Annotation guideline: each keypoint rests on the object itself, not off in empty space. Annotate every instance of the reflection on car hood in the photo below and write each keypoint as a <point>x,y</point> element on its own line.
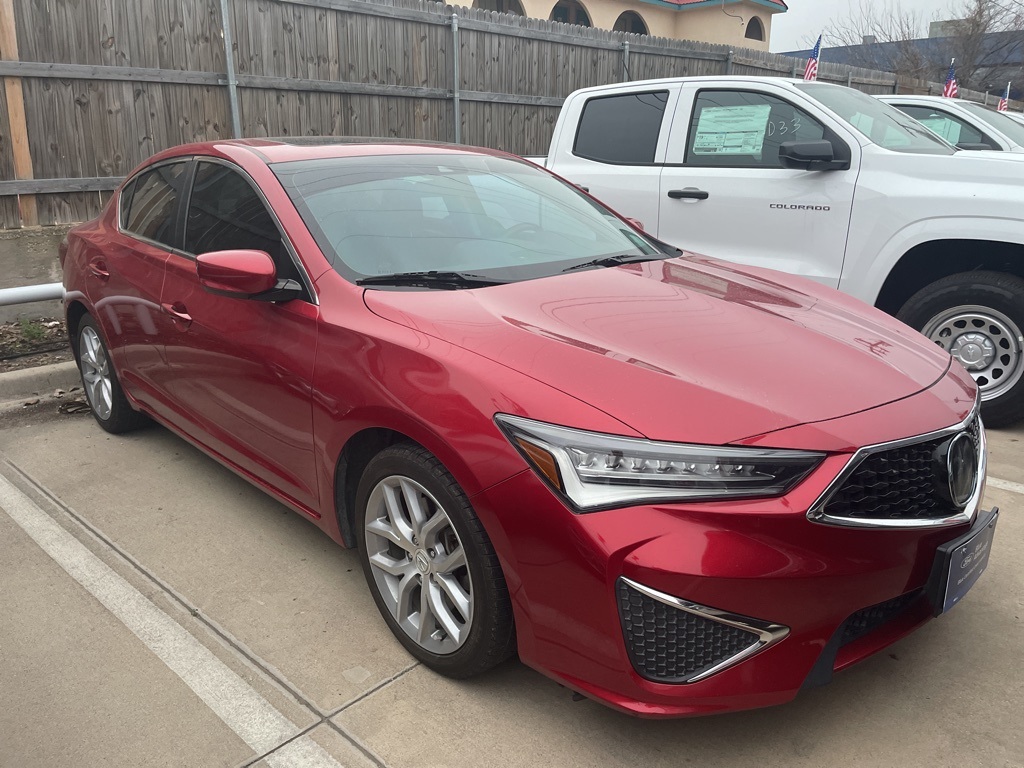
<point>684,349</point>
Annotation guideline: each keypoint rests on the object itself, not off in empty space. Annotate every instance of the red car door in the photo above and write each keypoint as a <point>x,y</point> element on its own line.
<point>240,371</point>
<point>124,270</point>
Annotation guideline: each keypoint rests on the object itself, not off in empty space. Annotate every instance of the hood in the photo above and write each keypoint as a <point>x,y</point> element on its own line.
<point>684,349</point>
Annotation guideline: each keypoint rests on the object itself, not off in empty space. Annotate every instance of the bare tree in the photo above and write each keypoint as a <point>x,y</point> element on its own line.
<point>986,37</point>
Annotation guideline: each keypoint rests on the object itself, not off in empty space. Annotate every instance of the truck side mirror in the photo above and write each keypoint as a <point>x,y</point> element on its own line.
<point>810,156</point>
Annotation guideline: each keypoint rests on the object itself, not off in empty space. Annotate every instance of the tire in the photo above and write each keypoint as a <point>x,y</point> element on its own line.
<point>441,566</point>
<point>102,390</point>
<point>978,317</point>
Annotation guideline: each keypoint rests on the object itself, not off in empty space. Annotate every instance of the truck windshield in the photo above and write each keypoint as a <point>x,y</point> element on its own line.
<point>884,125</point>
<point>1007,126</point>
<point>498,219</point>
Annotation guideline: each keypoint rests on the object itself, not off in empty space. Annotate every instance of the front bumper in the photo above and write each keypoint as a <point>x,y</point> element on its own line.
<point>821,596</point>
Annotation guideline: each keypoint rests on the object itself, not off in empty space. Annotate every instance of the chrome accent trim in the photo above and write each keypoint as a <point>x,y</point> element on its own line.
<point>816,512</point>
<point>306,281</point>
<point>292,253</point>
<point>768,633</point>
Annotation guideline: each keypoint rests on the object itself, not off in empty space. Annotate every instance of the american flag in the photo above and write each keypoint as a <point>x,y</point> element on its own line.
<point>811,71</point>
<point>950,90</point>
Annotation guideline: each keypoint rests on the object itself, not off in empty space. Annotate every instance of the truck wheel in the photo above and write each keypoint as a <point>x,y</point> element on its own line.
<point>978,317</point>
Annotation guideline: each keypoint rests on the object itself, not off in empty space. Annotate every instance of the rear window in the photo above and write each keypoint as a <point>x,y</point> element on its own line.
<point>622,129</point>
<point>153,213</point>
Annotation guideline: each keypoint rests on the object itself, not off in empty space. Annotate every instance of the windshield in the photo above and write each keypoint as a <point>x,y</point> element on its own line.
<point>1007,126</point>
<point>493,217</point>
<point>884,125</point>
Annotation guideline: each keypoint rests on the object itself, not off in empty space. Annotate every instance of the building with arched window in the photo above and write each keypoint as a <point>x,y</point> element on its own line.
<point>744,24</point>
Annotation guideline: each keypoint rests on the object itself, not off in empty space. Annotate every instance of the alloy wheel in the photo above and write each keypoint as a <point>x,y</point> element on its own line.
<point>96,373</point>
<point>419,564</point>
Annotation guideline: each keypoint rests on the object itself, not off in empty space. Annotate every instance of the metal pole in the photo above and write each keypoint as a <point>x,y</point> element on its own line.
<point>232,83</point>
<point>27,294</point>
<point>456,107</point>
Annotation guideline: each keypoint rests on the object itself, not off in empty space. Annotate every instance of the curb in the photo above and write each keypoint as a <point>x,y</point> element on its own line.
<point>40,381</point>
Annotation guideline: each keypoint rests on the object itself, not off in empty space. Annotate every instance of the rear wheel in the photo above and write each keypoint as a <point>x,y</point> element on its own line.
<point>978,317</point>
<point>102,391</point>
<point>430,565</point>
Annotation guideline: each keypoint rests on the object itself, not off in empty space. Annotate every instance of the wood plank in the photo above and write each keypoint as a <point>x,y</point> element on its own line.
<point>99,72</point>
<point>17,128</point>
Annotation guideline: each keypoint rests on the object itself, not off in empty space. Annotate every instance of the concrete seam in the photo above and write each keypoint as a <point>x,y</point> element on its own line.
<point>225,637</point>
<point>238,705</point>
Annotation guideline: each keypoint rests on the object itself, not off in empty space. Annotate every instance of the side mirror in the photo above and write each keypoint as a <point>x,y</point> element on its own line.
<point>241,274</point>
<point>810,156</point>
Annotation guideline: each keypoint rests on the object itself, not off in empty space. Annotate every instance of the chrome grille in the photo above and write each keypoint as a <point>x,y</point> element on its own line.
<point>900,483</point>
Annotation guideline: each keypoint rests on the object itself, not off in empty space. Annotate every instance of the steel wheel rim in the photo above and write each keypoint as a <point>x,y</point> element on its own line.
<point>96,375</point>
<point>985,341</point>
<point>419,564</point>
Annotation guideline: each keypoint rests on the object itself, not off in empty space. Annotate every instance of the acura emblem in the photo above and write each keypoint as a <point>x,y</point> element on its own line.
<point>962,468</point>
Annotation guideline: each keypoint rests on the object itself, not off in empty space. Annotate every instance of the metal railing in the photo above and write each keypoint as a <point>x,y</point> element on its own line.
<point>28,294</point>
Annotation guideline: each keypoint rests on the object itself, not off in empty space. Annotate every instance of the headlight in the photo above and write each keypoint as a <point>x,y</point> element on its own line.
<point>592,470</point>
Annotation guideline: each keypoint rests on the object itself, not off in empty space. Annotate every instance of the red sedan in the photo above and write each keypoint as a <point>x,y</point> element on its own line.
<point>675,485</point>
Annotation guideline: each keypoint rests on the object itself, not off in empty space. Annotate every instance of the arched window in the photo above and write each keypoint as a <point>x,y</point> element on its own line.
<point>631,22</point>
<point>755,30</point>
<point>502,6</point>
<point>570,11</point>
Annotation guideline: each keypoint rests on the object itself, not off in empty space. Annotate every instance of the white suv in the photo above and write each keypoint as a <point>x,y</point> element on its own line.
<point>969,125</point>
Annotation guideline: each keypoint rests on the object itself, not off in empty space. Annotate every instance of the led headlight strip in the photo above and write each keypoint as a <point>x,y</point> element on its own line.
<point>592,470</point>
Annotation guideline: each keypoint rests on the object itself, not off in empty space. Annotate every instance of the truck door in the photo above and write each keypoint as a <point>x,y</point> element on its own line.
<point>724,193</point>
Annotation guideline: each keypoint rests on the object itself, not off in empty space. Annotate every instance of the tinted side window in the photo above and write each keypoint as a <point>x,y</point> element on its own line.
<point>742,129</point>
<point>621,129</point>
<point>155,203</point>
<point>942,123</point>
<point>225,214</point>
<point>125,203</point>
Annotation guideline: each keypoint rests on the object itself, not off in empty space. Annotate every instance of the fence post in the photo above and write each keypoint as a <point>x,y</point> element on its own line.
<point>456,77</point>
<point>17,123</point>
<point>232,83</point>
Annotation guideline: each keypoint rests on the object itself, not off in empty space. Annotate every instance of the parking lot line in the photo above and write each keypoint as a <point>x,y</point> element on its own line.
<point>1014,487</point>
<point>256,722</point>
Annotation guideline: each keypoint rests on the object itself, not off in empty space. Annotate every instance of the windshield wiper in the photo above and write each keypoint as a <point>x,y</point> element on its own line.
<point>432,279</point>
<point>623,258</point>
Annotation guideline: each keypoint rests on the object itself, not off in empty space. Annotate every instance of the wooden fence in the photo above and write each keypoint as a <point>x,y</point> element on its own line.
<point>93,87</point>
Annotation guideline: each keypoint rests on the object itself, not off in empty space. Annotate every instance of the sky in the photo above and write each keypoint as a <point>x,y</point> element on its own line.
<point>800,27</point>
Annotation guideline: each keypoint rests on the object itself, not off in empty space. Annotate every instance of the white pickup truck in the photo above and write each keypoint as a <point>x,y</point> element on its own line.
<point>826,182</point>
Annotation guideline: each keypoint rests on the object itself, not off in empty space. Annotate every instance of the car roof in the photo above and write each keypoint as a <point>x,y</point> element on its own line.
<point>290,148</point>
<point>632,84</point>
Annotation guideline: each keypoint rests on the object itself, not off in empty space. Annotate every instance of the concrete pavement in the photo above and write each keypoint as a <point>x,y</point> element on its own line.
<point>193,606</point>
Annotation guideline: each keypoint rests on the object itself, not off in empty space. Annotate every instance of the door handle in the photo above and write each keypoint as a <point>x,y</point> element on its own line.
<point>97,267</point>
<point>178,312</point>
<point>690,193</point>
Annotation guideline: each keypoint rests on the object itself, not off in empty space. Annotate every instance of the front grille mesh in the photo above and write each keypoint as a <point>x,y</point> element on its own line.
<point>868,620</point>
<point>670,645</point>
<point>902,483</point>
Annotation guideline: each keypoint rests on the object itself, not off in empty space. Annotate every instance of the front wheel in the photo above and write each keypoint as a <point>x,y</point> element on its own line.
<point>430,565</point>
<point>102,390</point>
<point>978,317</point>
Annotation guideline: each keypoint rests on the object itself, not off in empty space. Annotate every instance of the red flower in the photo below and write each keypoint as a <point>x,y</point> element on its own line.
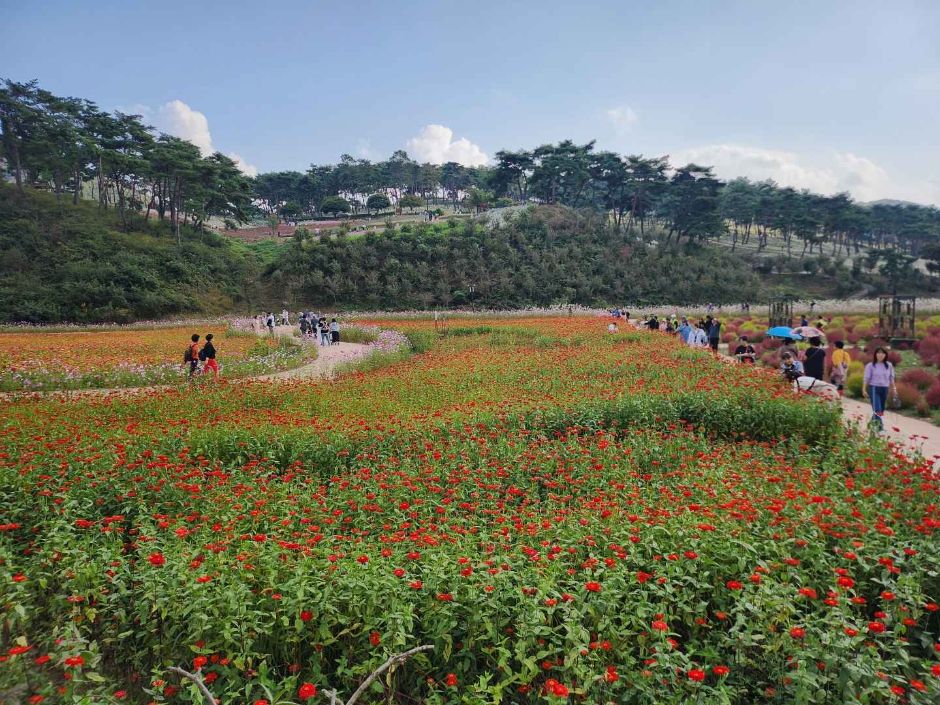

WRITTEN REQUEST. Write out the part of the material that opens with the line containing "the led headlight" and closes with the line containing "<point>623,258</point>", including both of those lines and changing nothing.

RESPONSE BELOW.
Annotation guideline: each keypoint rests on the object itself, not off in empty space. Annotate every instance of the led headlight strip in the photo above and write each keypoint as a <point>x,y</point> element on its own line.
<point>592,470</point>
Annotation guideline: each keypoint rests on the object itself, not off in empty space. Annotate every instance of the truck door in the photo above and write each keypoint as a <point>x,y</point> element on its own line.
<point>724,193</point>
Annotation guideline: each keypoint rests on the object itself, not off in empty space. Annotate every instance of the tinted side window in the photo above and write each keypoint as a <point>x,y</point> element on its own line.
<point>742,129</point>
<point>621,129</point>
<point>155,203</point>
<point>942,123</point>
<point>225,214</point>
<point>125,203</point>
Annotation guideline: each keypoint rests on the object itself, not off in empty space. Annotate every instance of the fence post in the photo above and write each keypoint as a <point>x,y</point> element on its own line.
<point>456,77</point>
<point>17,123</point>
<point>232,83</point>
Annotation guideline: each keypoint rests on the object itself, not off in empty space. Annotate every instance of the parking lot line in the photo above and write each keypoint as a <point>x,y</point> element on its own line.
<point>1014,487</point>
<point>256,722</point>
Annotation guideline: each keypoint rests on the object itself, not off in empty space. Annotate every instance of the windshield wiper in the photo above and write each keypoint as a <point>x,y</point> element on its own line.
<point>432,279</point>
<point>623,258</point>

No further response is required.